REBELIANS OF PLEASURE

REBELIANS OF PLEASURE
© Rebelians of Pleasure

EIN PROJEKT VON

MAQUE PEREYRA, MAY IRINEU, MUSA MICHELLE MATTIUZZI, RAJAN IRINEU

TEXT INSPIRIERT VON

ADRIENNE MAREE BROWN

Sa, 12.9., tba

VOTIVKIRCHE, 1090 WIEN

Rebelians of Pleasure untersucht Erzählungen des Widerstands im Kontext rassistischer Zuschreibungen unter dem Gesichtspunkt von Pleasure und Good Living (buen vivir).

“Pleasure gets lost under the weight of oppression, and it is liberatory work to reclaim our access to it!” (Adrienne Maree Brown)

Basierend auf den Schriften der schwarzen Autorin und Aktivistin Adrienne Maree Brown entwickelt Musa Michelle Mattiuzzi eine Performance, die Genuss und künstlerische Erfahrung an der Schnittstelle zu virtueller Realität verhandelt.

Dabei trifft die Live-Performance von Maque Pereyra und Musa Michelle Mattiuzzi auf eine Videoperformance von May und Rajan Irineu. Eine Plastik-Bubble in der Votivkirche bildet den Rahmen der Inszenierung, die von Illustrationen von Edamwen begleitet wird. Inspiriert sind diese Arbeiten durch den Pleasure Activism von Adrienne Maree Brown.

• _Quelldaten_

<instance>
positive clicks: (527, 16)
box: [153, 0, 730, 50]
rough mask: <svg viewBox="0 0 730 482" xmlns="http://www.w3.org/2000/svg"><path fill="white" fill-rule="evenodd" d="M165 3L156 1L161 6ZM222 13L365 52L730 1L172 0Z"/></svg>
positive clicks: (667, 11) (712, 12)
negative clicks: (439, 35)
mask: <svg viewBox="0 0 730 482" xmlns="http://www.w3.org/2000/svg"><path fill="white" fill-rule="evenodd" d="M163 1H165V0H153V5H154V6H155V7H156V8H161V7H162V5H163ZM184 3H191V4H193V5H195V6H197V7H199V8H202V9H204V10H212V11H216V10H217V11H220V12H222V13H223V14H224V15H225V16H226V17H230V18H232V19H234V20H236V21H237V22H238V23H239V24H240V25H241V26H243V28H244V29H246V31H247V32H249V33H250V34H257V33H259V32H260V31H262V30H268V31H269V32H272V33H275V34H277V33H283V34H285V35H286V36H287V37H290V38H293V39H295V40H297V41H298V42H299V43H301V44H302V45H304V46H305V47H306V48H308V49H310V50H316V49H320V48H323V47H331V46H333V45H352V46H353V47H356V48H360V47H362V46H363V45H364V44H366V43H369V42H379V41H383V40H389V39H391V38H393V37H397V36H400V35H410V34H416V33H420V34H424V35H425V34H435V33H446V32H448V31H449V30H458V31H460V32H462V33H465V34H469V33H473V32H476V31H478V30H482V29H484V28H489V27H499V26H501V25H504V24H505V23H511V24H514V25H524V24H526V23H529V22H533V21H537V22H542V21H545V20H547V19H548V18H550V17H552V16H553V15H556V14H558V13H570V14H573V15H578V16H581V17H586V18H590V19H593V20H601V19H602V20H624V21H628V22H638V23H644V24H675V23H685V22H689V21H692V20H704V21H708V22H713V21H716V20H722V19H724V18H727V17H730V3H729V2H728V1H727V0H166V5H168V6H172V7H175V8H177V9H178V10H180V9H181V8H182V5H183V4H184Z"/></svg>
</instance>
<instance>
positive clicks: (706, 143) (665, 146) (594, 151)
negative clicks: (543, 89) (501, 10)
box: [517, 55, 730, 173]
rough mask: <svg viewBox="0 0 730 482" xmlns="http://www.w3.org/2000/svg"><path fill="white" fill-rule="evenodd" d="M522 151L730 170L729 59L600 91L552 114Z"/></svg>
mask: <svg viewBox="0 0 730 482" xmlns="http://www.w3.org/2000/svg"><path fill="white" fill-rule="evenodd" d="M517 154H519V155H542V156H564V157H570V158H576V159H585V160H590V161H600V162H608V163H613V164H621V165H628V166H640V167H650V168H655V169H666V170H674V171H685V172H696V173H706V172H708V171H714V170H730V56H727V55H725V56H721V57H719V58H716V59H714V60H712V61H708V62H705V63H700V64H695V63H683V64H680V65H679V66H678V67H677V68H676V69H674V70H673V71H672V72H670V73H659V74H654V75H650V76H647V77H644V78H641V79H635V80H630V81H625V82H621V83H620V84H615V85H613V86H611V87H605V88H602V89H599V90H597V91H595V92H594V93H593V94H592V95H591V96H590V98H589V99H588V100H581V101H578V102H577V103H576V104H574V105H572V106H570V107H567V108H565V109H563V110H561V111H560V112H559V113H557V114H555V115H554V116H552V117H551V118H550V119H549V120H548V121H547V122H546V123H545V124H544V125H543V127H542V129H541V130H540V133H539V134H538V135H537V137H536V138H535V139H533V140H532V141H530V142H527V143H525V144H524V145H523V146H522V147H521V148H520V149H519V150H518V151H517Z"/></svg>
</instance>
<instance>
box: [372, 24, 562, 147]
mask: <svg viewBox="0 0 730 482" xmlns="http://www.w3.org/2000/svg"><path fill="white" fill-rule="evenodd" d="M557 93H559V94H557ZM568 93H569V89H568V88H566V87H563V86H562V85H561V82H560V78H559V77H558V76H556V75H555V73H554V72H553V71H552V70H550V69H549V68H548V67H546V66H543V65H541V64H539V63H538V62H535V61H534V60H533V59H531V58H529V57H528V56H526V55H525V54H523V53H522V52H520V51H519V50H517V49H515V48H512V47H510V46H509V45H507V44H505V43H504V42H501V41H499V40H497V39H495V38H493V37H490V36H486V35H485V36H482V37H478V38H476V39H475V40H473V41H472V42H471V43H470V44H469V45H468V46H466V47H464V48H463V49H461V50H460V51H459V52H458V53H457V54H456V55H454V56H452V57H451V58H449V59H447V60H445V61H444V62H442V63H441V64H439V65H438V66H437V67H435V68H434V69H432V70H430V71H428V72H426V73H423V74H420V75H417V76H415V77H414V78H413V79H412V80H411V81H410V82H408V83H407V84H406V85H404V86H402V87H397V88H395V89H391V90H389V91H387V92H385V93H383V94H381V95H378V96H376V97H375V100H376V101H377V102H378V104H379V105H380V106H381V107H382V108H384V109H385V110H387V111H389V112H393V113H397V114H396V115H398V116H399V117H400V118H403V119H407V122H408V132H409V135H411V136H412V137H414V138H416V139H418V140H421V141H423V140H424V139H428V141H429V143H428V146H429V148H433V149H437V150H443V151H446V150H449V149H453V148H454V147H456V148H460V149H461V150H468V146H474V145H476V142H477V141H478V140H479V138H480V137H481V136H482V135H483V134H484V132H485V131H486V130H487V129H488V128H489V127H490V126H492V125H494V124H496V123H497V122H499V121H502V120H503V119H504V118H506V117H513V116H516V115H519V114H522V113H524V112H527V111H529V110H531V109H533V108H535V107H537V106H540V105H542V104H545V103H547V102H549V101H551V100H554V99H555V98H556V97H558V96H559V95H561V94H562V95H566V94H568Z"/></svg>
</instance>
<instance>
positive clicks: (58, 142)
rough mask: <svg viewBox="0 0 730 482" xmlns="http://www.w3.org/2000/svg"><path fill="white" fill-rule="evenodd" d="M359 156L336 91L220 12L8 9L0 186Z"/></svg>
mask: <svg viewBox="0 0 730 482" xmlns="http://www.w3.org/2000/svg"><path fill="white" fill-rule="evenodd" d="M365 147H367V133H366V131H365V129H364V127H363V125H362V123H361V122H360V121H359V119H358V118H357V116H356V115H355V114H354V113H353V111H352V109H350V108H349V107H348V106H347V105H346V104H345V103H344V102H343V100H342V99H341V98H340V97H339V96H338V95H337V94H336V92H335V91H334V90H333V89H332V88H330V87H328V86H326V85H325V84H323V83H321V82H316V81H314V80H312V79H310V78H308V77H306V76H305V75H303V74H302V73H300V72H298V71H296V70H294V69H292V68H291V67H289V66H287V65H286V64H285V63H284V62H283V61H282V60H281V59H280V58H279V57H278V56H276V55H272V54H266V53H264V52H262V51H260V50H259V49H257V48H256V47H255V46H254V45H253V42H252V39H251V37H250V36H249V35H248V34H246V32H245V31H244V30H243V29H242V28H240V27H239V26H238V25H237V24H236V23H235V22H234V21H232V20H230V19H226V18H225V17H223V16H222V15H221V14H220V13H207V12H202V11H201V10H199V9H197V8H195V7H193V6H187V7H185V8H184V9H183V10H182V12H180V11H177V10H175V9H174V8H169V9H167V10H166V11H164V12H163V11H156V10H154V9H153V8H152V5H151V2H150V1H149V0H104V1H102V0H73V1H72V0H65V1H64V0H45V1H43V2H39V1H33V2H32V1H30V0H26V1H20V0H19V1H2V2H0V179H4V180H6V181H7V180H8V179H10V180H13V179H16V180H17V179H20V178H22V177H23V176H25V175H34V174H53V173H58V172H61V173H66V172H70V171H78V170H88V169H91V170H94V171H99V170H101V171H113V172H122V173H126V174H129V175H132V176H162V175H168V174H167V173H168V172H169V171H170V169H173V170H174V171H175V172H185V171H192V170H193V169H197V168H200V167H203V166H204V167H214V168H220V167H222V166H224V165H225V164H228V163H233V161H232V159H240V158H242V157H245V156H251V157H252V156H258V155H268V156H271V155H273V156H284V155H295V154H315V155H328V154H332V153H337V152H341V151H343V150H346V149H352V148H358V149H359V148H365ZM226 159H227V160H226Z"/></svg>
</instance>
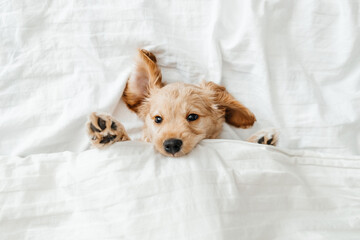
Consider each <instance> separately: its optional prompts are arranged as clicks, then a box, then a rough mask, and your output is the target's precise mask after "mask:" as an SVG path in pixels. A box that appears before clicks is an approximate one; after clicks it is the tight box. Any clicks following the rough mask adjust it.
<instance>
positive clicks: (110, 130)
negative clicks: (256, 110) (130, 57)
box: [88, 49, 258, 157]
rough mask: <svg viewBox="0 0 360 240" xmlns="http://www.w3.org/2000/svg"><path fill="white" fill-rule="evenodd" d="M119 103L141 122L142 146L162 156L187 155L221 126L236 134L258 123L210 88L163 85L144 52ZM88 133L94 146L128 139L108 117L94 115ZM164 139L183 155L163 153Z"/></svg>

• _Material erkunden_
A. Gib bitte aus dem Text über Rebelians of Pleasure den Abschnitt wortgetreu wieder, beginnend bei „VOTIVKIRCHE, 1090 WIEN“ und endend bei „Adrienne Maree Brown.“.
B. Greif den Text über Rebelians of Pleasure nach seinem letzten Satz auf und schreib ihn weiter.

• _Antworten der Reihe_
A.
VOTIVKIRCHE, 1090 WIEN

Rebelians of Pleasure untersucht Erzählungen des Widerstands im Kontext rassistischer Zuschreibungen unter dem Gesichtspunkt von Pleasure und Good Living (buen vivir).

“Pleasure gets lost under the weight of oppression, and it is liberatory work to reclaim our access to it!” (Adrienne Maree Brown)

Basierend auf den Schriften der schwarzen Autorin und Aktivistin Adrienne Maree Brown entwickelt Musa Michelle Mattiuzzi eine Performance, die Genuss und künstlerische Erfahrung an der Schnittstelle zu virtueller Realität verhandelt.

Dabei trifft die Live-Performance von Maque Pereyra und Musa Michelle Mattiuzzi auf eine Videoperformance von May und Rajan Irineu. Eine Plastik-Bubble in der Votivkirche bildet den Rahmen der Inszenierung, die von Illustrationen von Edamwen begleitet wird. Inspiriert sind diese Arbeiten durch den Pleasure Activism von Adrienne Maree Brown.

B.
Im Rahmen eines Radio-Podcasts im Vorfeld der Performance verhandeln die Künstlerinnen und Aktivistinnen Adrienne Maree Brown, Castiel Vitorino, Geni Núñez, Maque Pereyra, Marissa Tarsse, May Irineu, Musa Michelle Mattiuzzi und Rajan Irineu u.a. folgende Fragen: Wie können Genuss, Healing, Glück und Widerstand Hand in Hand gehen? Wie kann Genuss inmitten einer globalen Pandemie kultiviert und definiert werden? Wie eignen wir uns das Recht auf Lustempfinden an?